Texte à lire:
********************
Oui, en chiffre d'affaires, le numérique est passé devant la photo traditionnelle. Il se vend 600 000 appareils numériques contre près de 2 millions d'appareils compacts et 200 000 Réflex. Mais la valeur moyenne du numérique étant autour de 760 euros, le numérique représente désormais 55 % du marché en valeur.

Ce n'est pas encore un produit grand public ?


Cela demande un certain pouvoir d'achat. Mais il est certain que les appareils photos numériques ne vont pas rester à 1 500 euros. Ils sont de plus en plus performants et tous les jours moins chers. On parle même d'appareils numériques jetables.

Des produits plus accessibles et vraiment fiables ?


Il existait un problème de capacité de mémoire et de résolution. Les appareils ne disposaient pas de capteurs assez sensibles ou assez puissants pour obtenir une bonne résolution. Ce n'est plus le cas aujourd'hui. Nous avons été les premiers à sortir un appareil à 5,24 millions de pixels. Ce n'est pas le maximum, mais on obtient des photos qui sont plus qu'acceptables.

Le grand public aurait encore une attitude complexe vis-à-vis du numérique...


Le problème, c'est que la grande distribution n'y a pas cru. Chez Carrefour, pour ne prendre que cet exemple, le numérique est quasi inexistant. Non pas parce qu'ils ne sont pas spécialistes - ils sont capables de vendre de la photo argentique aussi bien que des circuits spécialisés -, mais du fait d'un problème d'organisation et de logistique. Les appareils numériques sont en effet vendus par le responsable des produits informatiques. Lui, la photo ça ne l'intéresse pas. Le jour où Carrefour, comme c'est prévu en 2002, va donner la responsabilité des appareils numériques aux gens de la photo, le marché va se développer aussi dans la grande distribution. Auchan a déjà opéré ce passage.

Est-ce qu'il subsiste une peur du technologique ?
********************
Données enregistrées:
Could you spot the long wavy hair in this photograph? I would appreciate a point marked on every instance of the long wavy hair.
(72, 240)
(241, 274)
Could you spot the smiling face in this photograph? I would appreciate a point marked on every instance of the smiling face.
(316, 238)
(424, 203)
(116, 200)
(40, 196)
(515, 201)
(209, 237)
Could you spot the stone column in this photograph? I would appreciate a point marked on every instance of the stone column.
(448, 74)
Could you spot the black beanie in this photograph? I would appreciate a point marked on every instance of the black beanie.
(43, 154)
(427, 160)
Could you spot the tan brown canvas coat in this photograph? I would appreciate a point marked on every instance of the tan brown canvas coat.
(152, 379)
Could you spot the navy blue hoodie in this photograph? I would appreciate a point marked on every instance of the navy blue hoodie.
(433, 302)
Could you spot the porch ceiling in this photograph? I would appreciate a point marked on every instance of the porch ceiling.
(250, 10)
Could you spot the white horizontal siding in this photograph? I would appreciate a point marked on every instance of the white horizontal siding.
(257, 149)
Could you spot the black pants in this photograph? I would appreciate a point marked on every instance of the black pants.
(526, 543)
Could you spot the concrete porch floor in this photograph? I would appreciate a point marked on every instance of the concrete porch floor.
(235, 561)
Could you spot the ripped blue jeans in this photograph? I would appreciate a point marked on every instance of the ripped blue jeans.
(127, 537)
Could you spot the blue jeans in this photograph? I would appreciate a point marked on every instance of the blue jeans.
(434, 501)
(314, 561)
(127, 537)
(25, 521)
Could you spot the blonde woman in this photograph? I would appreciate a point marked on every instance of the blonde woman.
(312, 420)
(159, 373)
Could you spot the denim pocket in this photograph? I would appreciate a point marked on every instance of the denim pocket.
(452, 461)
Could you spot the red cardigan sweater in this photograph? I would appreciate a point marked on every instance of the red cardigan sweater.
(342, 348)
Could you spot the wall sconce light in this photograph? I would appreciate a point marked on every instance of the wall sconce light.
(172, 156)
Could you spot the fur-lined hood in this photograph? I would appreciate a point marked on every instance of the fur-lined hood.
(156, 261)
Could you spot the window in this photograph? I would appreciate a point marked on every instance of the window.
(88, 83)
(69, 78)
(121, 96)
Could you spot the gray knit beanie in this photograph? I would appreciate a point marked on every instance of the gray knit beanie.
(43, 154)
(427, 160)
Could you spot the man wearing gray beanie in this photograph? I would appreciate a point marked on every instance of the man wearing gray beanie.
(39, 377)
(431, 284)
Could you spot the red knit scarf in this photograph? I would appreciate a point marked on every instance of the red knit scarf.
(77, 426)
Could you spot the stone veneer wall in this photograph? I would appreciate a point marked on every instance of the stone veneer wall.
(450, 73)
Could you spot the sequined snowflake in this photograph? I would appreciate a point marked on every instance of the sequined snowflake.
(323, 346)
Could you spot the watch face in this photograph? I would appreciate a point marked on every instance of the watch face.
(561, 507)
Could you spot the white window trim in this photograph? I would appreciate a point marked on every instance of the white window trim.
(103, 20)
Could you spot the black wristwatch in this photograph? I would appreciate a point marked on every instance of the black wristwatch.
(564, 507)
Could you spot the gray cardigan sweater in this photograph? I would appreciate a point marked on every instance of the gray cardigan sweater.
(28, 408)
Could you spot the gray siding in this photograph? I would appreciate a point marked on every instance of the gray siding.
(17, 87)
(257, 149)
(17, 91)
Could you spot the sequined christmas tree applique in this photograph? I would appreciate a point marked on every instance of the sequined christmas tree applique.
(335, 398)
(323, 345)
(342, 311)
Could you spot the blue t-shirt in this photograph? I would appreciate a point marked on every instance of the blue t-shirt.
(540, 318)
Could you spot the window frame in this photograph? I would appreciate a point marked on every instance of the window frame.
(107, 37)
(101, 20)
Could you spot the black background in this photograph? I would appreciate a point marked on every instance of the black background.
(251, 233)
********************
Problème à résoudre: Prolongez l'entretien sur les appareils photo numériques à la suite de sa dernière question. Les entrées n'ont rien à voir avec l'entretien.

Réponse:
Le consommateur n'en a pas peur, mais il le rejette. Il accepte que cela soit compliqué à l'intérieur, mais il faut que cela fonctionne facilement et que l'utilisation soit compréhensible immédiatement. C'est un comportement qui ne se limite pas à l'univers de la photo. Mais il est vrai que l'appareil numérique donne l'impression d'être plus compliqué au départ. Or, un appareil comme notre Dimage 7 a été conçu, dans sa forme, comme un appareil photo classique. C'est, d'un point de vue ergonomique, l'équivalent d'un 24 x 36. L'amateur averti habitué à un Réflex n'est pas désorienté, les touches sont aux mêmes endroits, le zoom est manuel. Mais on a vu beaucoup d'appareils avec des formes très particulières. Pour la personne la moins avertie possédant un Instamatic, passer au numérique, c'est véritablement un bouleversement technologique. Or, aujourd'hui, les consommateurs veulent absolument la simplicité, des appareils très avancés, très performants, oui, mais pas compliqués.

L'un de vos prochains appareils, gros comme un paquet de Gitanes, va être le porte-parole de cette volonté de simplification ?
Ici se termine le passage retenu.